▸ **WHAT YOU WILL DO**
Locate the line that contains "For the dataset, pick out the dirt", then copy it and all later lines of the data below exactly, through the last one.

▸ **DATASET EXCERPTS**
——————

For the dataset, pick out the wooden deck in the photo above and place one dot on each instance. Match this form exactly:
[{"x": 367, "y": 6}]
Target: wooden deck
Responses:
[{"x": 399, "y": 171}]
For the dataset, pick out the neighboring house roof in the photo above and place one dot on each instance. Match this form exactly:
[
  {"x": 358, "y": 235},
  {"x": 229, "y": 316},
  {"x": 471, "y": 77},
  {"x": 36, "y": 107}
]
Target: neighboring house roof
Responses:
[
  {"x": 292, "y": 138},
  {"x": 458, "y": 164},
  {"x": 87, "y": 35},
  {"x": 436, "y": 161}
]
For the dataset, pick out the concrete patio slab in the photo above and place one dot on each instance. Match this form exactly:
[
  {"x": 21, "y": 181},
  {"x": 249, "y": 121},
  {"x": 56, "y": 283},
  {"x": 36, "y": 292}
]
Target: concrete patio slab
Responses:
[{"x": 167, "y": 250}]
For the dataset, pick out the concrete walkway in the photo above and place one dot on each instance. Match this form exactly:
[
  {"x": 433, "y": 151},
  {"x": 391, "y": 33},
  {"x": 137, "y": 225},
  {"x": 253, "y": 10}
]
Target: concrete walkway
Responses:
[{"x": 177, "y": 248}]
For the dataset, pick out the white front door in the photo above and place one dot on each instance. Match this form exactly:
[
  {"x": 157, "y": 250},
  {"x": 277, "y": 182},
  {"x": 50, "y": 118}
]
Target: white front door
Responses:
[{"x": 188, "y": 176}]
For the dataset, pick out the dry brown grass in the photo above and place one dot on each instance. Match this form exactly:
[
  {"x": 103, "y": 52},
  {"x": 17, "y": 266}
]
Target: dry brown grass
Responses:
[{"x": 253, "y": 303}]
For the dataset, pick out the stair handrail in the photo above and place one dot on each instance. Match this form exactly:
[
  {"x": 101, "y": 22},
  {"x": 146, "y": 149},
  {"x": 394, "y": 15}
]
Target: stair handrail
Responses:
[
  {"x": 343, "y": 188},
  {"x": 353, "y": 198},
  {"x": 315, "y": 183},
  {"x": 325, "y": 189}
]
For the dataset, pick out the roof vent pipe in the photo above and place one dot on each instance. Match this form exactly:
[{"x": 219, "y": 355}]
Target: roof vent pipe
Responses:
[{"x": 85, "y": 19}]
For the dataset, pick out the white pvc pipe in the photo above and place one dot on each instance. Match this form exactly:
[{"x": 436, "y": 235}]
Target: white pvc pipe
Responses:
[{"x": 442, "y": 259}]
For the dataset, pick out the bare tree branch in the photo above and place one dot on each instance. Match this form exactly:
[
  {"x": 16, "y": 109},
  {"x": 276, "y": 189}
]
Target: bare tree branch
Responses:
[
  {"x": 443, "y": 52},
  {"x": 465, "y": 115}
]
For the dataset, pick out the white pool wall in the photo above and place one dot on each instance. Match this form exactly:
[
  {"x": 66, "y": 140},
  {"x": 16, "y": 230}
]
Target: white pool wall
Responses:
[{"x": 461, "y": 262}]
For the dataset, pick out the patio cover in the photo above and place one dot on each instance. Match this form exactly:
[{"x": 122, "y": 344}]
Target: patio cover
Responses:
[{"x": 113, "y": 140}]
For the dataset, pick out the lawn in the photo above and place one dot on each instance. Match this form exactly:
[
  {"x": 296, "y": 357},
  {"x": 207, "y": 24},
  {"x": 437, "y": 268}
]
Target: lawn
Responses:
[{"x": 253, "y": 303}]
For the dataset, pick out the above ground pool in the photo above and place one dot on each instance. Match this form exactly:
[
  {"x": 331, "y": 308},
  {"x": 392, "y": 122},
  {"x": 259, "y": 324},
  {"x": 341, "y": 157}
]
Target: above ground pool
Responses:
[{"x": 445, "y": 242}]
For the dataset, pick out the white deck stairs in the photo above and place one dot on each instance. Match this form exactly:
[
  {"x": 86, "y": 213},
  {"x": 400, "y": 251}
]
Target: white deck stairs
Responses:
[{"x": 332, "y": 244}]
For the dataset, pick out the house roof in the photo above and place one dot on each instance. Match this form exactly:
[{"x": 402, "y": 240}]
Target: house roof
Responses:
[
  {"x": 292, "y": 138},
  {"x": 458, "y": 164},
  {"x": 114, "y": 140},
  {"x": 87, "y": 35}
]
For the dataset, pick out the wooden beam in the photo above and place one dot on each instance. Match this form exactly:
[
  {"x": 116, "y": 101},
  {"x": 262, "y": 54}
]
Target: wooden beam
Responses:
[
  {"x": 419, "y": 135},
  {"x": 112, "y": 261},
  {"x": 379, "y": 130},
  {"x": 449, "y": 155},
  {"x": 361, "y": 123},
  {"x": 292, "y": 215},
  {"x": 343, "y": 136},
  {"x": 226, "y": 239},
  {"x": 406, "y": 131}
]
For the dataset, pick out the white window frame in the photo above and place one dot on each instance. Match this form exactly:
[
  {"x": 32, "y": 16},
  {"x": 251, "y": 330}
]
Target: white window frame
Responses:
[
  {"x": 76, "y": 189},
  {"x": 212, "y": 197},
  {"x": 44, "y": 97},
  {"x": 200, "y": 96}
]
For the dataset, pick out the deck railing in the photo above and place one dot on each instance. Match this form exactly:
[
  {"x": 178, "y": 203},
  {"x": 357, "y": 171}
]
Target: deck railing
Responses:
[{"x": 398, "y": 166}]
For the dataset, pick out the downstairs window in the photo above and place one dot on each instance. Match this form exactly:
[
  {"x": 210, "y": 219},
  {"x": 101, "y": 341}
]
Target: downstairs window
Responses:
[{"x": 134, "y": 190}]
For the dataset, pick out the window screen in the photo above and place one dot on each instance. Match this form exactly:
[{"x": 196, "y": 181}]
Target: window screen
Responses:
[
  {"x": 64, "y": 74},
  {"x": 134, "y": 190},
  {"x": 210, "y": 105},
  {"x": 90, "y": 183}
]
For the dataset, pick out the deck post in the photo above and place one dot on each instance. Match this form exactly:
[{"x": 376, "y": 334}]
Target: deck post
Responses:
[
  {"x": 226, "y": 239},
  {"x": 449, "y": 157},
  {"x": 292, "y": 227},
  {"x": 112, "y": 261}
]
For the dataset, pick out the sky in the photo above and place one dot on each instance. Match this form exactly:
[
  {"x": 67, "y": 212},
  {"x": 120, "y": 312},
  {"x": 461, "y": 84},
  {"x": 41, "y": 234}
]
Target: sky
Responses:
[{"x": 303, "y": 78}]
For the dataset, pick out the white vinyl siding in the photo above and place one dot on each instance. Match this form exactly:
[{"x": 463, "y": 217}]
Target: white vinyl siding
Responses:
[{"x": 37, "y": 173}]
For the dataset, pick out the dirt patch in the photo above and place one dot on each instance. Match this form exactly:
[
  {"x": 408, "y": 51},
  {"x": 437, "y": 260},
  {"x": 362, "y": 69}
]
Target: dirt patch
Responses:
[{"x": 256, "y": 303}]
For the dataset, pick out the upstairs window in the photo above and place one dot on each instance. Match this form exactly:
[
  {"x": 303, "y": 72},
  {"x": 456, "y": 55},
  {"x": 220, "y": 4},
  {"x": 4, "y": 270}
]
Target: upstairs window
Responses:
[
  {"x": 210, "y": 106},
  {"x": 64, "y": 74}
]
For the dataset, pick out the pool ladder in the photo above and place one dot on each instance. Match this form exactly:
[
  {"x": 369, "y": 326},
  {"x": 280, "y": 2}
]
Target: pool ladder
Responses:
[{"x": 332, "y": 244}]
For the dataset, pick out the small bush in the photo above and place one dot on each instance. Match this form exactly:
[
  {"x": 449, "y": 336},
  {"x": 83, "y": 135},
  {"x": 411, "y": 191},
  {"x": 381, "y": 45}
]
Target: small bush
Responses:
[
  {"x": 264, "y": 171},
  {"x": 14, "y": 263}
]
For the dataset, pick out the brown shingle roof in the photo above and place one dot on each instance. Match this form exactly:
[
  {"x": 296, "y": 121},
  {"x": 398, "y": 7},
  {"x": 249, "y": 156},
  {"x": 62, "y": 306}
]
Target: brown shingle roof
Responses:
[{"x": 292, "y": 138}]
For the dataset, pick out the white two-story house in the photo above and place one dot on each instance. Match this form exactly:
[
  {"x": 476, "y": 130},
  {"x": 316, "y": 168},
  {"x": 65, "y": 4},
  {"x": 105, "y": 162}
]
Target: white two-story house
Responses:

——————

▸ **COMPLETED EXERCISE**
For the dataset, pick out the dirt patch in the photo above and place one dot on each instance. Match this form exactly:
[
  {"x": 408, "y": 51},
  {"x": 437, "y": 260},
  {"x": 362, "y": 69}
]
Target: dirt patch
Responses:
[{"x": 256, "y": 303}]
For the dataset, pick out the upstairs window in the photo above and place one dot on each instance. Match this form exactly:
[
  {"x": 303, "y": 72},
  {"x": 456, "y": 55},
  {"x": 220, "y": 4},
  {"x": 4, "y": 270}
]
Target: upstairs window
Responses:
[
  {"x": 210, "y": 106},
  {"x": 64, "y": 74}
]
For the dataset, pick out the pool ladder in the photo above and place one dot on each instance. Match this form exactly:
[
  {"x": 369, "y": 326},
  {"x": 280, "y": 2}
]
Target: pool ladder
Responses:
[{"x": 332, "y": 244}]
For the dataset, pick out the small bush in the photo above and place one dot on each instance. Match this form exactly:
[
  {"x": 449, "y": 336},
  {"x": 83, "y": 135},
  {"x": 411, "y": 191},
  {"x": 381, "y": 45}
]
Target: small bush
Responses:
[
  {"x": 264, "y": 171},
  {"x": 14, "y": 263}
]
For the dataset, pick out the brown shingle roof in the photo above and place one dot on each instance. Match this form exactly:
[
  {"x": 296, "y": 121},
  {"x": 398, "y": 7},
  {"x": 249, "y": 156},
  {"x": 62, "y": 306}
]
Target: brown shingle roof
Responses:
[{"x": 292, "y": 138}]
For the dataset, pick out the white two-story house in the photo above and place one dot on each instance. Match this form exactly:
[
  {"x": 476, "y": 130},
  {"x": 316, "y": 168},
  {"x": 65, "y": 4},
  {"x": 105, "y": 162}
]
Target: white two-story house
Responses:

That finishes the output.